* [What you have to do] Reproduce every line of the records between the line holding "on floor --mode=segment" and the line holding "[[[445,868],[434,873],[434,926],[445,926]]]", inclusive, requests included. In each polygon outline, shift every coordinate value up by 75.

* [Provided records]
----------------------------------------

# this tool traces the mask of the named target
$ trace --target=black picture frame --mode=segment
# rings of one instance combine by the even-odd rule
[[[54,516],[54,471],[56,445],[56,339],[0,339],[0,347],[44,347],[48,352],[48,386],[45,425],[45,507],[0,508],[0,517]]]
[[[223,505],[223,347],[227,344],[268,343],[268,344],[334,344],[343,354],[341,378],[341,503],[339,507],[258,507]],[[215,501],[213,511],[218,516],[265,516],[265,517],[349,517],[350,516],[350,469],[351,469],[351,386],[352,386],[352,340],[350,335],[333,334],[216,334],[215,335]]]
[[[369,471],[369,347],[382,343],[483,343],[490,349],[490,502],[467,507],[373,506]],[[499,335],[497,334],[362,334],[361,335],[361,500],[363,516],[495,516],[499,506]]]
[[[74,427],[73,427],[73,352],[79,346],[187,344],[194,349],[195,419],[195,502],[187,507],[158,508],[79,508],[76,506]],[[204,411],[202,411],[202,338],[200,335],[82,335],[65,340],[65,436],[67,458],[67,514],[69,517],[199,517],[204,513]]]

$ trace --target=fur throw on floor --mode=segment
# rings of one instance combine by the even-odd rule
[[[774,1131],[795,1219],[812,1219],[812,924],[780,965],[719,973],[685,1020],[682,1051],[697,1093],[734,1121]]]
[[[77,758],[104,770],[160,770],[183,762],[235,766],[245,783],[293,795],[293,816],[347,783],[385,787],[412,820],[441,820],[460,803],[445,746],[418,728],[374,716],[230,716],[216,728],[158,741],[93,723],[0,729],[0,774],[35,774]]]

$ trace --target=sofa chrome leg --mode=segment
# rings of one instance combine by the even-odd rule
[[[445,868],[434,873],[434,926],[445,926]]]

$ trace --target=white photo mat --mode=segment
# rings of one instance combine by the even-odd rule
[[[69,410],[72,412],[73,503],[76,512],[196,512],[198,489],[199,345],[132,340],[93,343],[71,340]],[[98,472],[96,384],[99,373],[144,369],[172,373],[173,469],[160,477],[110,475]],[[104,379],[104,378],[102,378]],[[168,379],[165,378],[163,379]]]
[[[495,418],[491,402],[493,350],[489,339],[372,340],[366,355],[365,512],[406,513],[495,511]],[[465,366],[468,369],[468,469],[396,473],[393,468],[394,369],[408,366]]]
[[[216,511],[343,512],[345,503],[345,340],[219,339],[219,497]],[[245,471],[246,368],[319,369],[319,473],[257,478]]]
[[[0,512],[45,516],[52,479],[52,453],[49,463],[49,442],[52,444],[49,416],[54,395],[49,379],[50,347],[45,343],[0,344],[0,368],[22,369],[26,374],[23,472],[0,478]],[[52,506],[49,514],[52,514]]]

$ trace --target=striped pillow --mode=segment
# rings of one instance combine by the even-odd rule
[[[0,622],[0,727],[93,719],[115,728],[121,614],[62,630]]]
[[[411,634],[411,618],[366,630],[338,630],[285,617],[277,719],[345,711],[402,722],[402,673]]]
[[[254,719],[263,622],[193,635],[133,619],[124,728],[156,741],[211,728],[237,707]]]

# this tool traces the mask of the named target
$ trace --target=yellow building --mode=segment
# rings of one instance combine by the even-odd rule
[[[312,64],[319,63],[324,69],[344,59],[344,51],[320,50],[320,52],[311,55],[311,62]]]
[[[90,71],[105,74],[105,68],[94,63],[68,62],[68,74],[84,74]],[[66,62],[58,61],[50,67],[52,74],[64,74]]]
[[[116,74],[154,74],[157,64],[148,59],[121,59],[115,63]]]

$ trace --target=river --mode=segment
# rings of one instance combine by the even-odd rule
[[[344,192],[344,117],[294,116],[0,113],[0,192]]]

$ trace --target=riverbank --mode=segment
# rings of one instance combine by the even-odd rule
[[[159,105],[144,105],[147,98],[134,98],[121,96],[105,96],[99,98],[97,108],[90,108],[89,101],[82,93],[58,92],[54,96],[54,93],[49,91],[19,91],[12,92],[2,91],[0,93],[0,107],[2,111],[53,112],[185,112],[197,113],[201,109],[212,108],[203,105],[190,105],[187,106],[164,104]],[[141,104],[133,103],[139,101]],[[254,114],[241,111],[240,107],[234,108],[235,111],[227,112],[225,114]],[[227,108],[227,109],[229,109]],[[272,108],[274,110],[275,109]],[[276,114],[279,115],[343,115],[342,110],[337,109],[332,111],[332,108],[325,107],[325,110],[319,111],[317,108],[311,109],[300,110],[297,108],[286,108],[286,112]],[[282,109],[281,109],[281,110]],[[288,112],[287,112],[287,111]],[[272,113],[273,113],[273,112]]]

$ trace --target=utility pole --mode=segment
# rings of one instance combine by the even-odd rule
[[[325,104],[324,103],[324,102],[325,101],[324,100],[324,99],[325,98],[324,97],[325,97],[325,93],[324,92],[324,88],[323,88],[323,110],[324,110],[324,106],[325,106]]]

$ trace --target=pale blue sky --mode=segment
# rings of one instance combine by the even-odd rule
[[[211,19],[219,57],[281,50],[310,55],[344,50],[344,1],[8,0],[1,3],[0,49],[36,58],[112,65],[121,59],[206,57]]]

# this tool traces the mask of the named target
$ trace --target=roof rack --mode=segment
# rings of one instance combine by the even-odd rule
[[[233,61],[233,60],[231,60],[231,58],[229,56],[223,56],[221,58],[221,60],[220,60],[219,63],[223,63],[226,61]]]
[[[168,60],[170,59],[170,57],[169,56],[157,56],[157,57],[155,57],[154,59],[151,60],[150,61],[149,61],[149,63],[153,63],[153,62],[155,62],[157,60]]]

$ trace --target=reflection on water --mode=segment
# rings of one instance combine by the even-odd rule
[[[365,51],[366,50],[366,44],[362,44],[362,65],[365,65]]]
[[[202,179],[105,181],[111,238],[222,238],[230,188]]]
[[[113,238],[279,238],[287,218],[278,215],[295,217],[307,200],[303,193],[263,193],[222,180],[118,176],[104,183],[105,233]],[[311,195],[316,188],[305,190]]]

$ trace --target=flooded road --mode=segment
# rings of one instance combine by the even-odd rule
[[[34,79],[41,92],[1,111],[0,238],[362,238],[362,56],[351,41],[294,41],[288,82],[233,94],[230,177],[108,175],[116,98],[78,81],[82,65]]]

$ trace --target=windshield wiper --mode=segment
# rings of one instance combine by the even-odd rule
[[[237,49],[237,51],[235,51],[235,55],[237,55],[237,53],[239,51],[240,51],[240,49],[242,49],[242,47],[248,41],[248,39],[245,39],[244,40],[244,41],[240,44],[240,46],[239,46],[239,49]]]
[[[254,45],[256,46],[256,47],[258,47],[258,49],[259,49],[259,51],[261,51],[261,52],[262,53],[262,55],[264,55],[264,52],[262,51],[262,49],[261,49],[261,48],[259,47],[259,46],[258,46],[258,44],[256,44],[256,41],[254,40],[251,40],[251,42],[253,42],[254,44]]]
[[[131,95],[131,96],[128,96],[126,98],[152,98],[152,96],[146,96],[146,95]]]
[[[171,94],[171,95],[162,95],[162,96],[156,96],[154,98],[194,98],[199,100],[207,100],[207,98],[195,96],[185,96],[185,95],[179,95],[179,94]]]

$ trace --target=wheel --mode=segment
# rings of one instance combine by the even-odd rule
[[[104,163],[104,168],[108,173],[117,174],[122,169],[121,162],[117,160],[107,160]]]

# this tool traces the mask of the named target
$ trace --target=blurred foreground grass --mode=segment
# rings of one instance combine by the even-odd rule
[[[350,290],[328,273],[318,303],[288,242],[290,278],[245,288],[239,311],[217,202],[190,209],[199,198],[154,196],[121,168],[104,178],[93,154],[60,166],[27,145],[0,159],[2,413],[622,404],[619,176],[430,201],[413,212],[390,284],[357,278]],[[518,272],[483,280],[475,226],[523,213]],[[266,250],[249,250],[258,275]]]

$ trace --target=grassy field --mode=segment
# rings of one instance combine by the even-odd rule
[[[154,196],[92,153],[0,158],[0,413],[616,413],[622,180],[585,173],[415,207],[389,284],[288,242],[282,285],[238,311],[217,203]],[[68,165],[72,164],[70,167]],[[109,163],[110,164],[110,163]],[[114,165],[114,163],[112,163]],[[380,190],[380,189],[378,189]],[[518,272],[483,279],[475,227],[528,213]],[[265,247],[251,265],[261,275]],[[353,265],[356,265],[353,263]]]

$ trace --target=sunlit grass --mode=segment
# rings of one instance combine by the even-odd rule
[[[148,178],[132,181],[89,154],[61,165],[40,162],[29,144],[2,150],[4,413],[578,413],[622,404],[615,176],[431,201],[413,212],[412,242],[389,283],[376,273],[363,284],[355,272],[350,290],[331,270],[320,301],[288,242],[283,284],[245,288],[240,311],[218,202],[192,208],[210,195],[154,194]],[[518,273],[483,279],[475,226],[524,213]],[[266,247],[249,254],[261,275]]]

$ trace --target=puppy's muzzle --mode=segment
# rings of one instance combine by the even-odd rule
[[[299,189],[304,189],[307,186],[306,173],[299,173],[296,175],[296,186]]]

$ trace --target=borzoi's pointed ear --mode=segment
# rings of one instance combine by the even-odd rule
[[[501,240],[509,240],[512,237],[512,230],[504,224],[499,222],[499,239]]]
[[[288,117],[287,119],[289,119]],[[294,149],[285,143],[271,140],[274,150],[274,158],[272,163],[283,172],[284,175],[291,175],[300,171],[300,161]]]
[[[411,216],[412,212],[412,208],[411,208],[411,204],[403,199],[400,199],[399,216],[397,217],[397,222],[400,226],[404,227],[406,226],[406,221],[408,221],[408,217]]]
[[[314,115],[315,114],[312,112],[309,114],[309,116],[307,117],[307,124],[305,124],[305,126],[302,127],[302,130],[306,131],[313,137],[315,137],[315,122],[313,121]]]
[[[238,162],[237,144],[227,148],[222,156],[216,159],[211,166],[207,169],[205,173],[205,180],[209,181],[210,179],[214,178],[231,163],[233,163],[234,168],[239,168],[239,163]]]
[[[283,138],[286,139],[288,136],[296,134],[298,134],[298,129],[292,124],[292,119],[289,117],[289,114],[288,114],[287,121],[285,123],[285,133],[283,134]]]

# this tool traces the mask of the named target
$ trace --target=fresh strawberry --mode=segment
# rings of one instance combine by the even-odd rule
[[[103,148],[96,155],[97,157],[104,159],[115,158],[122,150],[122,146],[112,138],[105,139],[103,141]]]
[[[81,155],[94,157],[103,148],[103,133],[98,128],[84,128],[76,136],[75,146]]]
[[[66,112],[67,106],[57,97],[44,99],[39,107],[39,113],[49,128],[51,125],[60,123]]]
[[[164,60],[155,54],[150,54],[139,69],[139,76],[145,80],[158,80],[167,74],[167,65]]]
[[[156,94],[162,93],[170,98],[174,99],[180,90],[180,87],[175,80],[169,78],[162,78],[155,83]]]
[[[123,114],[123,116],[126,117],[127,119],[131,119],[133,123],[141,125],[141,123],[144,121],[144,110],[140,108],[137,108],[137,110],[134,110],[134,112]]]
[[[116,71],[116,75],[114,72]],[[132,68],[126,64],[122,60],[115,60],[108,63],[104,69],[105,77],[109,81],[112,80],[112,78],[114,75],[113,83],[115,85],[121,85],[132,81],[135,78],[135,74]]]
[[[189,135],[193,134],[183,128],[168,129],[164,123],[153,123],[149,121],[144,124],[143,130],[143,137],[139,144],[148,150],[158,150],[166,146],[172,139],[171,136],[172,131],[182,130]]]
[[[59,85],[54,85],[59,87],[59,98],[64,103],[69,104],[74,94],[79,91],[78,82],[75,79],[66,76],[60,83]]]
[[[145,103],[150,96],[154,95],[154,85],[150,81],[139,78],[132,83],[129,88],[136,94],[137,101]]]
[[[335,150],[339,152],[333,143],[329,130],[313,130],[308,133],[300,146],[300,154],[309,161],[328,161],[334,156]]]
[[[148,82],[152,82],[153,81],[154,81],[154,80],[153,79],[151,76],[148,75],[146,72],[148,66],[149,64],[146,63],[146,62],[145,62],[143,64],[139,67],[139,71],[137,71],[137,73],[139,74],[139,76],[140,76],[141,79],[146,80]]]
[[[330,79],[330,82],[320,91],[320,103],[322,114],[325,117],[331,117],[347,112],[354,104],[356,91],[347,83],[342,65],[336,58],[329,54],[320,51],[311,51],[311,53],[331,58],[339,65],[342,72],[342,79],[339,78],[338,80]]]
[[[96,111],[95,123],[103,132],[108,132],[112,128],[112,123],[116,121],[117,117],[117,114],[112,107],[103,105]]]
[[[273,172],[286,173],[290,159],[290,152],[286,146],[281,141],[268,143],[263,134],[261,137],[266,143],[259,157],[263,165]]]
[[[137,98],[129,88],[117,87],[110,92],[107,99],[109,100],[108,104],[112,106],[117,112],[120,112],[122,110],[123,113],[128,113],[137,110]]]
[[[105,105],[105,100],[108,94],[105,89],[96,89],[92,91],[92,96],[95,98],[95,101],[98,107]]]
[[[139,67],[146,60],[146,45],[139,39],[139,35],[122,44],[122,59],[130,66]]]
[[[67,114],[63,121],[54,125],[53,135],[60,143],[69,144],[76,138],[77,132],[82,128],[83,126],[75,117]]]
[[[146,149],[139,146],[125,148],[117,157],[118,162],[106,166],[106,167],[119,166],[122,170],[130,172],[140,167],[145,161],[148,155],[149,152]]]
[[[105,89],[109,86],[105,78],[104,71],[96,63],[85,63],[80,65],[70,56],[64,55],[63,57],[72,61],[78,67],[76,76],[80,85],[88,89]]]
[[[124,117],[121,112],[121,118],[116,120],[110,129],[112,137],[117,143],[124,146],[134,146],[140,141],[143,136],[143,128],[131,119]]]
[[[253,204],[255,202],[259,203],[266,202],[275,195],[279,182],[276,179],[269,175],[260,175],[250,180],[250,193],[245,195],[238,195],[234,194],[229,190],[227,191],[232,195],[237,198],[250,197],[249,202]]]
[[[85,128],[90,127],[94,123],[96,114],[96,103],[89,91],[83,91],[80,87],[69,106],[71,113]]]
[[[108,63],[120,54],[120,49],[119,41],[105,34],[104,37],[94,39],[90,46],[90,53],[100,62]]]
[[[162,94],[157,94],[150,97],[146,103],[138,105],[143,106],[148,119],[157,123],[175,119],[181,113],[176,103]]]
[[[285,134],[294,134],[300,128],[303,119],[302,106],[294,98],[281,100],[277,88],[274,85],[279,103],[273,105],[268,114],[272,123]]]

----------------------------------------

* [Exercise response]
$ trace --target=fur throw on floor --mode=segment
# rings of one instance combine by the even-odd rule
[[[849,1206],[870,1294],[887,1294],[887,999],[855,1040],[794,1048],[760,1095],[757,1126],[772,1168],[809,1196]]]
[[[152,833],[179,845],[235,845],[258,837],[310,841],[320,858],[368,870],[368,891],[422,858],[460,862],[487,895],[516,895],[535,878],[520,821],[493,803],[449,791],[305,791],[291,803],[233,816],[168,798],[75,804],[75,849],[110,849]]]

$ trace --target=sofa chrome leg --mode=segment
# rings of one instance combine by the even-odd rule
[[[520,943],[509,948],[509,1001],[520,1001]]]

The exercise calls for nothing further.